▶ _ВОПРОСЫ ПО ТЕКСТУ_
a) Назовите все последствия, которые, согласно тексту об одиночестве, вызывает поведение человека, прячущегося в свою скорлупу.
b) Продолжите текст об одиночестве, начав сразу после его последнего предложения.

▶ _ТЕКСТ ДЛЯ ЧТЕНИЯ_
<<<<

Помимо того что внимание одиноких людей практически полностью обращено на угрожающие ситуации, они начинают бессознательно вспоминать в деталях прошлые ситуации, которые воспринимались ими как угнетающие. И чем в более негативном ключе мы помним и интерпретируем цели и намерения других людей, тем усерднее мы прячемся в свою скорлупу и действуем таким образом, чтобы уберечь себя от новых опасностей. В свою очередь, такое поведение отталкивает от нас других людей, уменьшает число наших социальных связей и заставляет нас ощутить все более сильное и гнетущее одиночество. Этот замкнутый круг поведенческих реакций не зря называют порочным кругом одиночества.
«Одиночество как отрава, оно с тобой целыми днями – стараешься о нем не думать, но это невозможно. Все твои знакомые перестают с тобой общаться, даже в интернете. И вот ты все время думаешь, что же с тобой не так, в чем загвоздка, почему ты никому не нужен. Ты же хотел, чтобы тебя все слушали, а не подминали под себя. Надо, чтобы тебе звонили и каждый день что-то происходило. Одиночество – это когда ты только мечтаешь обо всем об этом и все время в тоске».
При описании одиночества подчеркивают различные факторы, связанные с этим явлением. Акцент делают на опыт утраты. Считается, что, чтобы страдать от одиночества – от отсутствия друга, – нужно сперва испытать чувство дружбы и взаимной причастности. Только потеряв друга и взаимную причастность, можно понять, насколько это было важным и значимым, и начать тосковать. Есть мнение, что обособленность и одиночество могут быть уделом и человека, не знающего ни дружбы, ни сопричастности. Другие окружающие люди, возможно, формируют у одинокого представление о том, какие ощущения возникают от хорошей дружбы или общения с компанией приятелей.
В определениях, данных представителями различных отраслей науки в разные времена и в несхожих условиях, обычно все-таки присутствуют четыре существенных общих момента:
1. Чувство одиночества есть следствие дефицита социальных связей или их низкого качества.
2. Одиночество всегда является субъективным ощущением; иначе говоря, только сам человек может ощущать, что он одинок. Бывает, что людям никто не нужен, даже если они живут одни, другим нужны все новые и новые социальные связи, хотя, на первый взгляд, круг их друзей и приятелей кажется огромным.

>>>>

▶ _ИСХОДНЫЕ ЗАПИСИ_
<<<<

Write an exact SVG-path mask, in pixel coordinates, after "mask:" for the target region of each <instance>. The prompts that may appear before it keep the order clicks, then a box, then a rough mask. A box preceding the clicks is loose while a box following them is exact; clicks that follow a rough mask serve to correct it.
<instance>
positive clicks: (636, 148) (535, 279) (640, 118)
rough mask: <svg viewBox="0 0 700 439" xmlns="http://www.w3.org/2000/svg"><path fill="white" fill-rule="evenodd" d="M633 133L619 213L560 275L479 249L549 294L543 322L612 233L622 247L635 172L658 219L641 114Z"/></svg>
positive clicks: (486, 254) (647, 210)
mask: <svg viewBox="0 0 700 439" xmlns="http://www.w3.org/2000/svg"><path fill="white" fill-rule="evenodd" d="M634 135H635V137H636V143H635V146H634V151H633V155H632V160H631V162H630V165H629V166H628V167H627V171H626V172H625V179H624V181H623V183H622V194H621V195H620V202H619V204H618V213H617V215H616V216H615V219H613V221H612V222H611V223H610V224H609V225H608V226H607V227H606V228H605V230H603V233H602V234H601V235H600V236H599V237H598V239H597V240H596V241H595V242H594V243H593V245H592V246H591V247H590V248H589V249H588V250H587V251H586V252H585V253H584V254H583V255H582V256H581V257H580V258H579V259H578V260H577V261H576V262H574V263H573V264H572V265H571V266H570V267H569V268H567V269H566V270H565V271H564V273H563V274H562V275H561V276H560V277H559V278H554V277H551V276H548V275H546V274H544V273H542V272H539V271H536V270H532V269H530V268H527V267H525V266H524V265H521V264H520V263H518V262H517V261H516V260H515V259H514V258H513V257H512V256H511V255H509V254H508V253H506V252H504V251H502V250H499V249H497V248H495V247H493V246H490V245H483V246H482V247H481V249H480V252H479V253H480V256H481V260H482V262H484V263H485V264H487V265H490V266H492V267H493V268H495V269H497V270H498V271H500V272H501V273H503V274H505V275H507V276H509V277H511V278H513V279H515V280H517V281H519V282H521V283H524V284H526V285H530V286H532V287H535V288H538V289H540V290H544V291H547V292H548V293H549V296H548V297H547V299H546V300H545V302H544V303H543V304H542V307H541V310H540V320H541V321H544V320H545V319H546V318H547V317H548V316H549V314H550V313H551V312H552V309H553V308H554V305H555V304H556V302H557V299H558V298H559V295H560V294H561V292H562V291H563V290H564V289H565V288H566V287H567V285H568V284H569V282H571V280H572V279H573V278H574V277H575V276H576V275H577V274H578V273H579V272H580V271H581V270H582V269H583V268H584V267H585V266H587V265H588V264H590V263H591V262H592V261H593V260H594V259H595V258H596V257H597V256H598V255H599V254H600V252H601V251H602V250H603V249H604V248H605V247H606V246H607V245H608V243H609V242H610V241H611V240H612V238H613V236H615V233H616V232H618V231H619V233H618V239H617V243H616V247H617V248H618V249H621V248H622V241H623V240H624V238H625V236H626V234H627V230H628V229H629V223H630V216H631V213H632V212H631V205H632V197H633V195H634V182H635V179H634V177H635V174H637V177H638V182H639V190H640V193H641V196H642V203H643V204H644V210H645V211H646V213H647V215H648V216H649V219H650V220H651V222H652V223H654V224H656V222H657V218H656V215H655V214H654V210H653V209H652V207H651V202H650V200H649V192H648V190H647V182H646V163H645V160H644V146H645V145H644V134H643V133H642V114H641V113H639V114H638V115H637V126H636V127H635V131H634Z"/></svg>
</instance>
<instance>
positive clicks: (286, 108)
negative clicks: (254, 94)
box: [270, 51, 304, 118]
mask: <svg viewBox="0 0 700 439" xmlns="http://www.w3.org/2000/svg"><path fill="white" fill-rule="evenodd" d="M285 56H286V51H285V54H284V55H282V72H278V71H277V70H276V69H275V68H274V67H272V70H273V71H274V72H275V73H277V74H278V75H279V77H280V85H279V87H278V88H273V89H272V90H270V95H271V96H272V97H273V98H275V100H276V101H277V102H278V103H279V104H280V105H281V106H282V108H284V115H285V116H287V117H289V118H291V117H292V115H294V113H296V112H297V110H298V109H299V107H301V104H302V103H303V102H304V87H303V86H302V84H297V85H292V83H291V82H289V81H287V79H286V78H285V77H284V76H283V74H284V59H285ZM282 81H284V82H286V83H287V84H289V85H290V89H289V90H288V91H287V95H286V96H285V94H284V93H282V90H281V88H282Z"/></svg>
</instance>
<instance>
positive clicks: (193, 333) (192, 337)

>>>>

▶ _ОТВЕТЫ_
a)
- Отталкивает от нас других людей.
- Уменьшает число наших социальных связей.
- Заставляет нас ощутить все более сильное и гнетущее одиночество.

b)
3. Одиночество не зависит от реально существующих социальных связей и физических расстояний – даже будучи с кем-то или находясь в обществе других людей, человек все равно может быть одиноким.
4. Одиночество, в отличие от ситуации, когда человек находится где-то один, всегда является неприятным и гнетущим чувством.
«Одиночество – подавляющее и гнетущее чувство. Оно заставляет меня ощущать, что я совсем не похож на других. Одиночество не всегда связано с тем, что я действительно один. Оно может быть связано и с ситуациями, когда я в компании или в коллективе. У меня от него возникает ощущение, будто я провалился куда-то в пустыню. В голове только жалость к себе и тоска. Интерес к жизни пропадает, возникает вопрос, что ты вообще делаешь в этом мире. Одиноким можно быть где угодно, в магазине например, на работе, в группе на учебе, иногда даже в семье. Особенно в компании я легко начинаю чувствовать, что я аутсайдер, чужак, который туда не входит. Одиночество душит желание жить. И его начинаешь бояться».
Таким образом, быть одиноким – совсем не то же самое, что быть одному. Психолог Михай Чиксентмихайи, получивший известность благодаря теории потока, связанной с ощущением счастья и креативностью, пишет, что «пребывание в разлуке с другими создает ощущение одновременно пронизывающее и бодрящее». С этим легко согласиться – пронизывающим пребывание наедине с собой становится, вылившись в гнетущее одиночество, бодрящим – когда оно необходимо и желанно, комфортно и расслабляюще.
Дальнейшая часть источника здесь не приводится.